İstek:
Aşağıdaki kayıtlarda "grilled" sözcüğünü içeren satırların tümünü döndürün. Eşleştirmede büyük/küçük harf ayrımı gözetilir.

+++++

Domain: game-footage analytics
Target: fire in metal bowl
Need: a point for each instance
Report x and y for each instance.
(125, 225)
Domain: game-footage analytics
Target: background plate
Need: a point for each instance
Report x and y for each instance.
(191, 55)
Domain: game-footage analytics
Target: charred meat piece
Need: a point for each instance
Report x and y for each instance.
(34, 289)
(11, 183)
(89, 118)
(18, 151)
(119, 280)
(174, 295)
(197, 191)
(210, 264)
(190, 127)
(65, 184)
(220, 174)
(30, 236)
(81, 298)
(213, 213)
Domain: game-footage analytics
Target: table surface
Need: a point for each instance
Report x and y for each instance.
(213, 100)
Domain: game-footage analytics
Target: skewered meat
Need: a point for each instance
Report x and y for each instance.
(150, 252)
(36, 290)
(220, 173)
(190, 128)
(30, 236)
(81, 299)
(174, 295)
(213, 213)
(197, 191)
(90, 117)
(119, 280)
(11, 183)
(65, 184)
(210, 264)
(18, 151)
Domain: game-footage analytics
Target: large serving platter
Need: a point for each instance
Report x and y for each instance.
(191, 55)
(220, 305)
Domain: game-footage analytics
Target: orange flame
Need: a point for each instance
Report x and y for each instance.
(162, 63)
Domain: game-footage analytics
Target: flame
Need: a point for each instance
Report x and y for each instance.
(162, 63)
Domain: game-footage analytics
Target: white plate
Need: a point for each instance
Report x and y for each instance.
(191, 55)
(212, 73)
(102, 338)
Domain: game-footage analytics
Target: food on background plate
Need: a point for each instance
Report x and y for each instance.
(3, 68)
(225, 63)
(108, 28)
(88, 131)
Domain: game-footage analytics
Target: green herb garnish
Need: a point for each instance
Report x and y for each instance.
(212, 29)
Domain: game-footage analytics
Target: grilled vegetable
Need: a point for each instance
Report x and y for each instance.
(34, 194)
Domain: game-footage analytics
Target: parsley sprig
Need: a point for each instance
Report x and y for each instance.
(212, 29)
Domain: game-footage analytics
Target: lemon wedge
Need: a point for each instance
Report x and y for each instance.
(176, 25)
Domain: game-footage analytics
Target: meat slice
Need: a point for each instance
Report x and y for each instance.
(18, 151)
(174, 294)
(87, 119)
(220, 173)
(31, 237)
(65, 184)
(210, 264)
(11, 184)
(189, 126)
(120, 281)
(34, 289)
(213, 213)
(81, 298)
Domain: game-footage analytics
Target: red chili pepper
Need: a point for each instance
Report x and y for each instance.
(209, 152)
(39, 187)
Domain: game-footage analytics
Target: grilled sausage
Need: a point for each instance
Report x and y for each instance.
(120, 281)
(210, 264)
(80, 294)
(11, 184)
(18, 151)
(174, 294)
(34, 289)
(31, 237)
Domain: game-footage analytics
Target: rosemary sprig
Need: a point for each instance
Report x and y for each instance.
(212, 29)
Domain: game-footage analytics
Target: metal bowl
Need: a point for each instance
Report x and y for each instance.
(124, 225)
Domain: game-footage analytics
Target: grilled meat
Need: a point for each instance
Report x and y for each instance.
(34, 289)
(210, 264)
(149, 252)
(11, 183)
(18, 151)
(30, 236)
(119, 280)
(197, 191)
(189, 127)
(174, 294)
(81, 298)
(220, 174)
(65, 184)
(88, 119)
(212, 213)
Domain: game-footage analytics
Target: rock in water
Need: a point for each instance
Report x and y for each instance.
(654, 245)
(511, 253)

+++++

Yazılı Yanıt:
Target: grilled vegetable
Target: grilled sausage
Target: grilled meat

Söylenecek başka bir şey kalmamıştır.